## The data
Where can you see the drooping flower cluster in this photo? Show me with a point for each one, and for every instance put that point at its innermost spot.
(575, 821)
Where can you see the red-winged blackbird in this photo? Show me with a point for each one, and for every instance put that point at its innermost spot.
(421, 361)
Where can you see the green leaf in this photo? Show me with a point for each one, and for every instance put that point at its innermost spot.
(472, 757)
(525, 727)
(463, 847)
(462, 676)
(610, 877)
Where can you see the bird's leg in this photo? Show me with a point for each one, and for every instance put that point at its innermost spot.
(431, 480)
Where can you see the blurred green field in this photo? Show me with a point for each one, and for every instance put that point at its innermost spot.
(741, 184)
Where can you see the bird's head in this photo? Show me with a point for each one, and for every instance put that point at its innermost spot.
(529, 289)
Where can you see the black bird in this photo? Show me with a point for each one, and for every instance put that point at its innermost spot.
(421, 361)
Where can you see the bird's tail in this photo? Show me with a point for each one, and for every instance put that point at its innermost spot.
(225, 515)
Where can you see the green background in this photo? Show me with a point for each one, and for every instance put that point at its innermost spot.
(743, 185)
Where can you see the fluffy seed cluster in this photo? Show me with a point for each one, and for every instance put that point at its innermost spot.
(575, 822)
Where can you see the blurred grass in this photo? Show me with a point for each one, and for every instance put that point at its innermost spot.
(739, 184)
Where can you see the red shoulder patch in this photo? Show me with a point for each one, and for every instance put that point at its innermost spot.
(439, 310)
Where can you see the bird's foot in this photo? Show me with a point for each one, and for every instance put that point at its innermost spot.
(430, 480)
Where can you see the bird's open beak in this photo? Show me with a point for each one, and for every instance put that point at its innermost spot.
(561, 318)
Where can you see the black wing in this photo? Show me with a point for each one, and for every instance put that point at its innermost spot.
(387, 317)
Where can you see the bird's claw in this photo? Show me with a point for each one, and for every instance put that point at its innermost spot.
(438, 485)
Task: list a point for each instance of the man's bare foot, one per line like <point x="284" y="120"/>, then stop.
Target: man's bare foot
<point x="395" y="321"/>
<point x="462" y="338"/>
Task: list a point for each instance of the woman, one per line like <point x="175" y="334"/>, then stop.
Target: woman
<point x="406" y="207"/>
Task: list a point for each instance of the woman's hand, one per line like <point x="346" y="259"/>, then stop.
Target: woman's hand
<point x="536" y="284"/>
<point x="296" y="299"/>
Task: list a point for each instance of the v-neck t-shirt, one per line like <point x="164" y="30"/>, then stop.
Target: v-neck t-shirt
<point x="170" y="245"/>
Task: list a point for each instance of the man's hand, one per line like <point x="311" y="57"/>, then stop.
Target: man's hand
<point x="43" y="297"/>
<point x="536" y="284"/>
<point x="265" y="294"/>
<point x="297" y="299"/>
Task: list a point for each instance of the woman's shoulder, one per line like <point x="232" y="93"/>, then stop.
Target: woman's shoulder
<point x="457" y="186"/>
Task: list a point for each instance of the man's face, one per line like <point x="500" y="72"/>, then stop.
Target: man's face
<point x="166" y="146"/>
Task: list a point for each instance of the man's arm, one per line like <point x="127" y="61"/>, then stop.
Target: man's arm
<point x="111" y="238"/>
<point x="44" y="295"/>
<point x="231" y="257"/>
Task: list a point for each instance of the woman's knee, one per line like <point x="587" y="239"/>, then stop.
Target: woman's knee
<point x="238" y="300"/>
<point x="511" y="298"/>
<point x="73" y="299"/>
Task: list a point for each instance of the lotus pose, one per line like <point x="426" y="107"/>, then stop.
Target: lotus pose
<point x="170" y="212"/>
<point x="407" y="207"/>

## Written instruction
From the records above, please extract every line and repeat it exactly.

## Exercise answer
Where can you see the drooping flower cluster in this photo? Show me with a point for each one, and for every instance put that point at its innermost spot.
(575, 821)
Where can you see the red-winged blackbird in this photo? Show me with a point for each one, and for every instance put that point at its innermost spot.
(421, 361)
Where can you see the green leaf in this photo? Show me with a point for each one, and for every instance put that point at its innermost spot.
(472, 757)
(525, 727)
(463, 847)
(462, 676)
(610, 877)
Where can you see the bird's leg in this photo? Show me with a point for each one, and for every instance put that point at its innermost spot.
(431, 480)
Where can you see the blurred green field in this photo? Show me with a point for each one, and for every instance put that point at its innermost spot.
(741, 184)
Where can you see the bird's head in this photo? Show me with a point for each one, and for every instance put that point at its innermost spot.
(529, 289)
Where can you see the black bird in this photo? Show me with a point for each one, and for every instance put that point at its innermost spot.
(421, 361)
Where can you see the bird's tail in this photo? Show me with a point for each one, and for every instance put that point at its innermost spot.
(225, 515)
Where can you see the green background in this photo? Show me with a point for each one, and for every instance put that point at its innermost spot.
(743, 185)
Where can you see the fluffy seed cluster in this photo? Show me with a point for each one, and for every instance put that point at its innermost spot.
(575, 822)
Where can you see the blurred grass in this photo? Show me with a point for each one, and for every instance put that point at its innermost spot.
(739, 184)
Where can you see the red shoulder patch in this photo? Show me with a point for each one, and for every instance put that point at its innermost spot.
(439, 310)
Where can you see the bird's foot in this photo? Show me with a point for each one, and for every instance put that point at its innermost spot.
(430, 480)
Where can you see the bird's open beak in this photo? Show me with a point for each one, and for every instance put that point at its innermost spot.
(561, 318)
Where can you see the black wing in this photo? Show me with a point for each one, and for every instance put that point at its innermost spot.
(387, 317)
Where can you see the bird's claw in this photo? Show me with a point for each one, and for every instance put that point at its innermost spot.
(438, 485)
Task: list a point for each instance of the man's bare foot, one per line like <point x="284" y="120"/>, then stop.
Target: man's bare foot
<point x="395" y="321"/>
<point x="462" y="338"/>
Task: list a point for each instance of the woman, one per line like <point x="175" y="334"/>, then stop.
Target: woman
<point x="406" y="207"/>
Task: list a point for each instance of the woman's hand, one per line like <point x="346" y="259"/>, then stop.
Target: woman's hand
<point x="536" y="284"/>
<point x="296" y="299"/>
Task: list a point for each instance of the v-neck t-shirt, one per line like <point x="164" y="30"/>, then stop.
Target: v-neck t-shirt
<point x="170" y="245"/>
Task: list a point for each instance of the man's hand, one per line like <point x="311" y="57"/>, then stop.
Target: man's hand
<point x="43" y="297"/>
<point x="536" y="284"/>
<point x="265" y="294"/>
<point x="297" y="299"/>
Task: list a point for each instance of the woman's shoulder, one per line like <point x="232" y="93"/>, then stop.
Target: woman's shoulder
<point x="457" y="186"/>
Task: list a point for each instance of the man's face, one per line like <point x="500" y="72"/>, then stop.
Target: man's face
<point x="166" y="146"/>
Task: list a point for each instance of the man's arm, one per line like <point x="127" y="61"/>, then stop.
Target: man's arm
<point x="111" y="238"/>
<point x="44" y="295"/>
<point x="231" y="257"/>
Task: list a point for each instance of the woman's knee, one per line like <point x="587" y="239"/>, then stop.
Target: woman's knee
<point x="238" y="300"/>
<point x="511" y="298"/>
<point x="73" y="299"/>
Task: list a point for each instance of the lotus pose, one per line like <point x="426" y="107"/>, then stop.
Target: lotus pose
<point x="170" y="212"/>
<point x="407" y="207"/>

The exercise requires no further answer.